» **Selected extract**
Unfortunately the website does not provide any instructions, so I once again exchanged a couple of mails with John and he replied back with this -



> As regards the Guardian a thin film a panel at a time is how to do it,ie when you have finished the panel then remove it.


The packaging -

It's a regular plastic wax jar, and the overall packaging is good, though I would expect something like a fancy box for a premium wax like this.


20130711_212223 by gurunath prabhudesai, on Flickr

Consistency of the wax is really good. It's neither a soft wax nor a hard one. If you want to press your finger in, it would take some effort, but the wax transfers very well onto the applicator. I did not take a pic immediately after opening the jar, but here are a couple of the sightly used one -


20131101_081925 by gurunath prabhudesai, on Flickr


20131101_081951 by gurunath prabhudesai, on Flickr

Smell of the wax is also very nice to start with. I say "to start with" because a nice aroma hits you when you open the jar. However, start working with it and soon the original waxy smell overpowers the aroma.

Application -

For the first time around, I followed John's instructions - applied to each panel, and removed. The wax goes on nice and even and thin. In fact, so thin that it's actually quite difficult to see it spreading on unless the angle of light is just right. Removal is also a little tricky since again it's difficult to see which part of the panel has the wax layer and where it's removed. This problem is compounded multiple times since my car is silver. It would be nice to try this out on a dark, preferably black car.

However, my preferred method of waxing is different - I like to wax the whole car, let it haze and then remove it all at one go. I tried this method today for the second coat. It worked, but removal was that much harder. The wax does not haze, and on my car, I thought that I could do away with buffing. the car did not show any streaks or unevenness on the paint unless you see it under a light.

» **Things to do**
[1] Decide whether each statement agrees with the wax review, answering yes or no and quoting the exact words of the review that settle it: (a) The wax is neither soft nor hard. (b) The writer's car is black. (c) The website gives instructions for applying the wax.
[2] Reproduce the wax review word for word from "It's a regular" up to and including "overpowers the aroma.".
[3] Take the wax review further, starting right after its final sentence.
The records play no part in what you are asked to do here.

» **Supplied entries**
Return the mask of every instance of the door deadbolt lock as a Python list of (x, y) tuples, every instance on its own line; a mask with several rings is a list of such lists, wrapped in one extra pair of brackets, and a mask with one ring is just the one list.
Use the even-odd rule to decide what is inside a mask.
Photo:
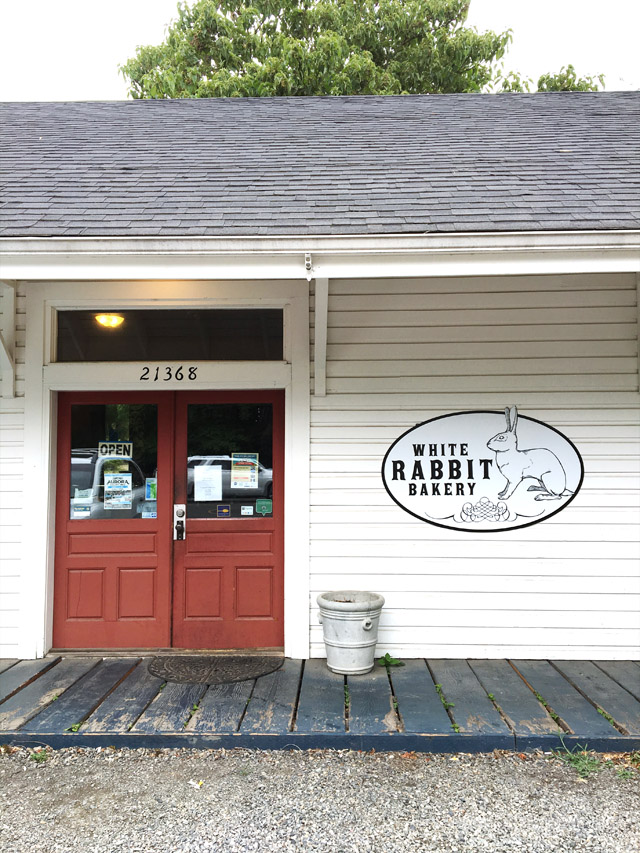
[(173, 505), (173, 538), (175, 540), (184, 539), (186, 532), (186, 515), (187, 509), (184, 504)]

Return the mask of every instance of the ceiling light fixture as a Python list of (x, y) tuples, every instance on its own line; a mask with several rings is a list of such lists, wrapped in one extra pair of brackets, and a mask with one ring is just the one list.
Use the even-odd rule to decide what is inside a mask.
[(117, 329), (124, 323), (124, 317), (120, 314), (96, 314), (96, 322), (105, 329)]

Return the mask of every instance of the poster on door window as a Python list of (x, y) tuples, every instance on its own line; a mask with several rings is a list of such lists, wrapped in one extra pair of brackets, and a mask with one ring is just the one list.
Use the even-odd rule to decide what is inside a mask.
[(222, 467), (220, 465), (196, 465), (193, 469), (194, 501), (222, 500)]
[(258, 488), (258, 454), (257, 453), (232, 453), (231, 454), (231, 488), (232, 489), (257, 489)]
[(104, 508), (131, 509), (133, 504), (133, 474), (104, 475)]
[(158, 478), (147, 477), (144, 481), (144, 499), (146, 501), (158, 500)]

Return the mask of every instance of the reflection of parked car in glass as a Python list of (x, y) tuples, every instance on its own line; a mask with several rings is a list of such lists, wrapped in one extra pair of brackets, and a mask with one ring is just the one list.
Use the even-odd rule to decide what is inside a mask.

» **Outputs for the tasks**
[1]
(a) Yes: "It's neither a soft wax nor a hard one."
(b) No: "my car is silver."
(c) No: "the website does not provide any instructions"

[2]
It's a regular plastic wax jar, and the overall packaging is good, though I would expect something like a fancy box for a premium wax like this.


20130711_212223 by gurunath prabhudesai, on Flickr

Consistency of the wax is really good. It's neither a soft wax nor a hard one. If you want to press your finger in, it would take some effort, but the wax transfers very well onto the applicator. I did not take a pic immediately after opening the jar, but here are a couple of the sightly used one -


20131101_081925 by gurunath prabhudesai, on Flickr


20131101_081951 by gurunath prabhudesai, on Flickr

Smell of the wax is also very nice to start with. I say "to start with" because a nice aroma hits you when you open the jar. However, start working with it and soon the original waxy smell overpowers the aroma.

[3]
Start buffing though, and the paint literally changes under the microfiber like a small miracle. I did have to buff hard today because the wax had almost caked hard on the paint, but the harder I waxed, the more liquid the finish became. I doubt my car has looked this wet before. I could not notice this the first time around since by the time I waxed, it was almost dark.

Another thing - The wax does not stain trim in any way. In fact, I coated the trim around the ORVMs with this.

Looks -

The car looks incredibly wet under the wax. Also, there is a superb flake pop under the Sun. Normally it is difficult to get both these things together, but this wax is certainly providing both the wet look and flake pop at the same time. However, I would certainly want to try it out on a dark car before making any definite statements about the looks.

Water behaviour -

After the first coat, I had tried sprinkling some water on the bonnet by hand, and it beaded and ran down the bonnet beautifully. As I said earlier, it was dark and I did not take any photos / videos. However, I have now taken a video of sheeting and a few pics of beading too. Please note that these are taken 5 days after applying the second coat and the car has a day's dust over it. In spite of this, I think the water behaviour is very good, if not excellent.

Durability -

This is a question mark as of now. Angelwax claims a durability of 6 months +. However, this is in European conditions. In Indian conditions, I would be happy if I get 3-4 months. There is a caveat to this - I will have to hold the temtation of rewaxing my car before that.

Pics -

Following pics are from my mobile camera, so they are not of great quality. They are also straight from the cam, without any processing. Also, any results on a silver car are terribly hard to capture in a camera. In spite of all this, I think the pics do relate to my observations -

Thw wet looking roof and bonnet -


20131026_102723 by gurunath prabhudesai, on Flickr


20131026_092518 by gurunath prabhudesai, on Flickr

Flake pop. I was so enticed with this that took not just one, but a couple more pics.

From a distance -


20131026_102642 by gurunath prabhudesai, on Flickr

A little close -


20131026_102741 by gurunath prabhudesai, on Flickr

Beading -


20131021_083412 by gurunath prabhudesai, on Flickr


SAMSUNG by gurunath prabhudesai, on Flickr

Small sheeting video. I do not have a running hose and this was taken by holding the cellphone in one hand and pouring a bottle over the bonnet by the other -






Thanks for reading.


----------



## Alex L (Oct 25, 2005)

Its an awesome wax and so underrated.

Definetly one of the best for performance verses price.


----------



## AGRE (Sep 25, 2008)

Great review Guru :thumb:


----------



## Nick's CTR (Jul 6, 2006)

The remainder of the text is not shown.